This actually covers two weeks. You might be thinking that maybe there should then be 14 things I learned? Not likely. You obviously have forgotten what a lazy prick I am.
1. Not only am I associated with “poop porn”, I’m apparently found for “todd friesen stripper”. Is there something we don’t know about the Oilman?
2. Hippies and the Taliban have something in common! Lucky for us, it’s just nappy hair and a fear of the shower and the shave.
3. Dr. Drew has a firm grasp on the obvious. His next “amazing” revelation was Britney Spears was also a poor mother and K-Fed was a douchebag. Wow, Dr. Drew. Glad to see you’re getting the most out of the medical degree thingy hanging on your wall. What’s next, the sky is blue?
4. There are some people almost as fucking crazy as those Scientology people. There’s a reason I don’t go to foreign places – the foreigners.
5. My life makes sense. This whole time I just thought I was kicking ass.

* _Activity A_
According to the post, what do hippies and the Taliban have in common?
* _Activity B_
Please rewrite the post from "This actually covers" up to and including "places – the foreigners.", putting "punk rockers" in place of "Taliban".
The lines that come next are separate material and are not part of the post.

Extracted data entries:
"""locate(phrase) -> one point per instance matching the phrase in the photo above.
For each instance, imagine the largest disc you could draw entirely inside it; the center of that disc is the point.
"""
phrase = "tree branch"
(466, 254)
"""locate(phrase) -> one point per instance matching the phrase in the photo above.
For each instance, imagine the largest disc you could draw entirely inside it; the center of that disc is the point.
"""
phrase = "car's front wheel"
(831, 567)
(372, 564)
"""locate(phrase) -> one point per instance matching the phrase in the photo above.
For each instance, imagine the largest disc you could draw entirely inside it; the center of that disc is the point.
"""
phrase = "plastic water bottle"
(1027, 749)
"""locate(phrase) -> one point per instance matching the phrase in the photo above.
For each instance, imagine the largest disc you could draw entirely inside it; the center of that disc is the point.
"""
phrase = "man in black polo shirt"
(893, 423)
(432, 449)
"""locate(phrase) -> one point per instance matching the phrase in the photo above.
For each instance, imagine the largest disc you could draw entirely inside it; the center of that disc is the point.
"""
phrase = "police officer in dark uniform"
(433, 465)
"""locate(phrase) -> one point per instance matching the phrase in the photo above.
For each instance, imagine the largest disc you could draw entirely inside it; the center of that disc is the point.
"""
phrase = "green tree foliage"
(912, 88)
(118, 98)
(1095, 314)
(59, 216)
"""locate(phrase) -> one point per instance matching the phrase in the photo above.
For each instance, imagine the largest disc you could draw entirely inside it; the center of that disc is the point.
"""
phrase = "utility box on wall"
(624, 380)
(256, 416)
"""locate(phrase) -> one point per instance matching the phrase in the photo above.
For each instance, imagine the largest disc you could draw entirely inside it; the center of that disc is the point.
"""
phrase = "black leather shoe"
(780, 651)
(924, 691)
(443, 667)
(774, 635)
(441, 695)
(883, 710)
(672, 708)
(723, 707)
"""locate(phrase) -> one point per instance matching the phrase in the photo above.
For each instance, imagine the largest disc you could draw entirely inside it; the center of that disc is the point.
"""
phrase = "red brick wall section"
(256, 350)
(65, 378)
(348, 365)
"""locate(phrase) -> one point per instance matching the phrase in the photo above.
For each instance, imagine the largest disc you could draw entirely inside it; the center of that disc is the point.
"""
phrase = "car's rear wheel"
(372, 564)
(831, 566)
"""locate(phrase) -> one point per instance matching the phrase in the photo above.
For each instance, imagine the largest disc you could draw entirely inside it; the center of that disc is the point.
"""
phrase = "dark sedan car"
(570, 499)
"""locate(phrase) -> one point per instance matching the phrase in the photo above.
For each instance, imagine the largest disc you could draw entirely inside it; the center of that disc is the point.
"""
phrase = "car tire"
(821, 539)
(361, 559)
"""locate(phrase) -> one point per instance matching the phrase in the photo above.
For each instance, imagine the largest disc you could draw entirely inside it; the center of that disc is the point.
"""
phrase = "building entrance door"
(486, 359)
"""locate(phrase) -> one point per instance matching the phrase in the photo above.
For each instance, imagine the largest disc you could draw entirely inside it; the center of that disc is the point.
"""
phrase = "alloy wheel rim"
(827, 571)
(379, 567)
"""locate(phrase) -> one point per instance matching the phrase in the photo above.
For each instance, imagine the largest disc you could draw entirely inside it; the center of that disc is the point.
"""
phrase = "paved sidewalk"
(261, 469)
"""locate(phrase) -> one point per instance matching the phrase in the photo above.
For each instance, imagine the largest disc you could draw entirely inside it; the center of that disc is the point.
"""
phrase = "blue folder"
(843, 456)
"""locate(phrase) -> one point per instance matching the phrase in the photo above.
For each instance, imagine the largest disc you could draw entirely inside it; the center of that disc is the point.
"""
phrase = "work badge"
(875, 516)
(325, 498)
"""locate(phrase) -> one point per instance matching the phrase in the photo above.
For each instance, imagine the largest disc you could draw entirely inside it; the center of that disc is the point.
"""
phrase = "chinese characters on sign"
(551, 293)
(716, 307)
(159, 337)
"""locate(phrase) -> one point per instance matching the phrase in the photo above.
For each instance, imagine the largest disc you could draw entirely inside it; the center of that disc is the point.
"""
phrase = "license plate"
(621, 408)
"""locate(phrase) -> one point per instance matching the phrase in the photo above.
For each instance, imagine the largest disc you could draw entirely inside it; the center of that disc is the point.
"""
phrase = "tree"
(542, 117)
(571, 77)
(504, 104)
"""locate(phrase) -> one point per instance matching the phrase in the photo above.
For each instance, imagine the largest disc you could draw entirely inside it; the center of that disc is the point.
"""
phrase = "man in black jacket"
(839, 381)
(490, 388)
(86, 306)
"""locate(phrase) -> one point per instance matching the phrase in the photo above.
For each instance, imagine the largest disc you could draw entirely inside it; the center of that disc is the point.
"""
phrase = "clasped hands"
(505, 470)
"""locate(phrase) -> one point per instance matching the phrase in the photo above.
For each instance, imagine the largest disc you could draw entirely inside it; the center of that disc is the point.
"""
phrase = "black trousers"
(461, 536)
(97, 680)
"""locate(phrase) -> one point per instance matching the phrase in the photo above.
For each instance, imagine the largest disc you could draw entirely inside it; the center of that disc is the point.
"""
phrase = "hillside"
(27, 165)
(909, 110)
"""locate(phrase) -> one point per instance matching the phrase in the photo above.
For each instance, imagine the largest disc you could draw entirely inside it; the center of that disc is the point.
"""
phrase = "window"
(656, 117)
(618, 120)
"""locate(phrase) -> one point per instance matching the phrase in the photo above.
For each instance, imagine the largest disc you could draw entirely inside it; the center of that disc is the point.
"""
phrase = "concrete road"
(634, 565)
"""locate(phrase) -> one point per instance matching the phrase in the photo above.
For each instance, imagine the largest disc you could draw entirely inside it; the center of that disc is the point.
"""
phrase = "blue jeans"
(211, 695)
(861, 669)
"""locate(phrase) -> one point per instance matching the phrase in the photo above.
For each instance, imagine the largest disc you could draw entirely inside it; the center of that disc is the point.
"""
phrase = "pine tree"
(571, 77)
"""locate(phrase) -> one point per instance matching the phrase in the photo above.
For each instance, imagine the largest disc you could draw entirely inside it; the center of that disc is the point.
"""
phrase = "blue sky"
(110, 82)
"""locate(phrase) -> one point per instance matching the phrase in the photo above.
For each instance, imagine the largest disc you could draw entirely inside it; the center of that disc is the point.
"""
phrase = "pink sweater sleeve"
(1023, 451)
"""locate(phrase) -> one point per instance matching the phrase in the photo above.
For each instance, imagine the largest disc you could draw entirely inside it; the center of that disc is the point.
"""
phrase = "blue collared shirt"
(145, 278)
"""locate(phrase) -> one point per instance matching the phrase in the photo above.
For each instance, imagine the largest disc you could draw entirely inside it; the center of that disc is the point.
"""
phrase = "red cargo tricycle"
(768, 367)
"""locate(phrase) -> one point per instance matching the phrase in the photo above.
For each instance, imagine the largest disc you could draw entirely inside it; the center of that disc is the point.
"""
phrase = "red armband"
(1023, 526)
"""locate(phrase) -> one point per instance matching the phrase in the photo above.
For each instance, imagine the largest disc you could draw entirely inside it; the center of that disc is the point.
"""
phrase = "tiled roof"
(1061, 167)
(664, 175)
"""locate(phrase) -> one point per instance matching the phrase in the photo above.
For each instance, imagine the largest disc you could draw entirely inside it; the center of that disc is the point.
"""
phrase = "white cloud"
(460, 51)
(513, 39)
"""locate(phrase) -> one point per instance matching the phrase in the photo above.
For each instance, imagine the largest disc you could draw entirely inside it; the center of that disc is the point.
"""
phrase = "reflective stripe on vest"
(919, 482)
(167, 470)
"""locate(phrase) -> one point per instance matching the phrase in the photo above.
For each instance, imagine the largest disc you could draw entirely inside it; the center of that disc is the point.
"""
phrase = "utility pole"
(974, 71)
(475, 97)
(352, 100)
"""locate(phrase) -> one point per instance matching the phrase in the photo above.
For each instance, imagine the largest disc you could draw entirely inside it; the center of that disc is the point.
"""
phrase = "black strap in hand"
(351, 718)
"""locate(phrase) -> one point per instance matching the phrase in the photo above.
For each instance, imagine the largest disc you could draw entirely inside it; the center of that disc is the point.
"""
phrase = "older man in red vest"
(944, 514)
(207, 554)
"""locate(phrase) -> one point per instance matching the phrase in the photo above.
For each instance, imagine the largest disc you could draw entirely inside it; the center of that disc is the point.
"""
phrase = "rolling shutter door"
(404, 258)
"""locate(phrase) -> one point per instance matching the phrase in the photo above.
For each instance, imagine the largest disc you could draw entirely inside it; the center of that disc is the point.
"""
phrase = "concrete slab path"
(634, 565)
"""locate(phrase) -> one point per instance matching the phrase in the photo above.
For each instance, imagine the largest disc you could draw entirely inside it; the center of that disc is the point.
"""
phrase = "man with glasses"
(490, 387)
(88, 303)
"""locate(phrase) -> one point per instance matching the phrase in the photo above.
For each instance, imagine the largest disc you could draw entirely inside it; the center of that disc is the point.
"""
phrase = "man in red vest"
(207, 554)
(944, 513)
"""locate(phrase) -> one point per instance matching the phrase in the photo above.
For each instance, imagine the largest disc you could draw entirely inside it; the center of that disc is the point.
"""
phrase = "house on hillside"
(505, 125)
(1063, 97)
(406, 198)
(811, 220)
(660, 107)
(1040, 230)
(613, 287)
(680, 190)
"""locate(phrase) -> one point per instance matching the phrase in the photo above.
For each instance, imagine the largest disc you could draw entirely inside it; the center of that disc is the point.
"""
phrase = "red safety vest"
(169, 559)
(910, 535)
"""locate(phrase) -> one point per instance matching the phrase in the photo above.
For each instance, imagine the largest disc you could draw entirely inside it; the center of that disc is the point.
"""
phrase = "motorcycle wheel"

* _Task response A_
Nappy hair and a fear of the shower and the shave.

* _Task response B_
This actually covers two weeks. You might be thinking that maybe there should then be 14 things I learned? Not likely. You obviously have forgotten what a lazy prick I am.
1. Not only am I associated with “poop porn”, I’m apparently found for “todd friesen stripper”. Is there something we don’t know about the Oilman?
2. Hippies and the punk rockers have something in common! Lucky for us, it’s just nappy hair and a fear of the shower and the shave.
3. Dr. Drew has a firm grasp on the obvious. His next “amazing” revelation was Britney Spears was also a poor mother and K-Fed was a douchebag. Wow, Dr. Drew. Glad to see you’re getting the most out of the medical degree thingy hanging on your wall. What’s next, the sky is blue?
4. There are some people almost as fucking crazy as those Scientology people. There’s a reason I don’t go to foreign places – the foreigners.